_TASK DIRECTIONS_. Reproduce the data exactly.

_THE DATA_.
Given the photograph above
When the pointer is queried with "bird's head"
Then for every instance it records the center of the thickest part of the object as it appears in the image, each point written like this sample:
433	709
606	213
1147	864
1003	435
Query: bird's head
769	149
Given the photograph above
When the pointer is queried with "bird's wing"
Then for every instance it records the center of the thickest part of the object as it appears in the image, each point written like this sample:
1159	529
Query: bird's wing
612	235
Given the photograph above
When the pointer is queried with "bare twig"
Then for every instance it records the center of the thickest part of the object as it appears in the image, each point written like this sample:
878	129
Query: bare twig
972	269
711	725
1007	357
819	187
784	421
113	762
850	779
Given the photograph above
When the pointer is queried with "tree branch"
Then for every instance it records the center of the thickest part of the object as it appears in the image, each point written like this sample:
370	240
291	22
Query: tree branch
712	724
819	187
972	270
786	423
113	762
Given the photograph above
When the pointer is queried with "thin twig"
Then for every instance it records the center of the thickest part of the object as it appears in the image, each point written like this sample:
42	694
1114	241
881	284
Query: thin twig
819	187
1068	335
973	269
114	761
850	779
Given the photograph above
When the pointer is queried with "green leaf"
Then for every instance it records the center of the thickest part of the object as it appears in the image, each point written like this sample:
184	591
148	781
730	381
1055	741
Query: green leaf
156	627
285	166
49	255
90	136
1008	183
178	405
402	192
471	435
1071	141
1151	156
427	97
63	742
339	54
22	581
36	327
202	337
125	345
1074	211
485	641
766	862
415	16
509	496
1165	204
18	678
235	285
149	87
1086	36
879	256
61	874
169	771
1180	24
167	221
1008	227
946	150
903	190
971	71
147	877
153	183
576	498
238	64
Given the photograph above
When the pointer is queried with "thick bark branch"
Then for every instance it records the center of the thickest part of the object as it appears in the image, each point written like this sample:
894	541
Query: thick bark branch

_FULL OUTPUT_.
Given the photograph above
When the pointer is queried with "bird's head"
Then for every instance it records the center of the thickest part of the object as it appears in the image, each point written like this sample:
433	709
606	213
1147	864
1003	435
Query: bird's head
769	149
Given the photograph above
When the pointer is queried with "bird's wing"
Then for every instance it records the center of the thickest part of the object as it appears in the image, each point written like this sample:
1159	529
Query: bird's wing
612	235
Given the photograph above
When the pointer is queried with "bare twig"
Then for every instance it records the center of the thickest part of the object as it appears in the image, each point written like this sample:
878	129
Query: bare twig
972	269
711	725
1007	357
819	187
784	421
113	762
850	779
Given the photograph above
When the pointer is queried with "tree branch"
Then for every instance it records the center of the thickest part of the object as it appears in the image, each point written like this sample:
370	240
291	22
Query: tree branch
712	724
819	187
972	270
786	423
113	762
Given the photograph above
When the pointer is queried with "thin twig"
Then for every instance it records the center of the thickest part of the object as it appears in the image, each point written like this sample:
42	694
1114	241
881	284
Query: thin twig
819	187
1068	335
973	269
114	761
850	779
Given the photograph above
When the pointer is queried with "green leaf"
Then for every instance it records the center of the thickest part of the object as it appears in the image, each point written like this sample:
184	591
148	781
730	381
1055	741
Query: green leaf
156	627
285	166
49	255
90	136
1008	183
178	405
402	192
471	435
1071	141
1151	156
427	97
63	742
339	54
22	581
36	327
202	337
125	345
1074	211
485	641
766	862
415	16
509	496
1165	204
18	678
235	285
149	87
1086	36
879	256
61	874
169	771
1180	24
167	221
1008	227
946	150
903	190
971	71
147	877
153	183
576	498
238	64
Given the photograph above
When the pointer is queried with "thick bark branch"
Then for every instance it records the center of the thickest part of the object as it appears in the image, each point written like this sample:
894	541
Query: thick bark branch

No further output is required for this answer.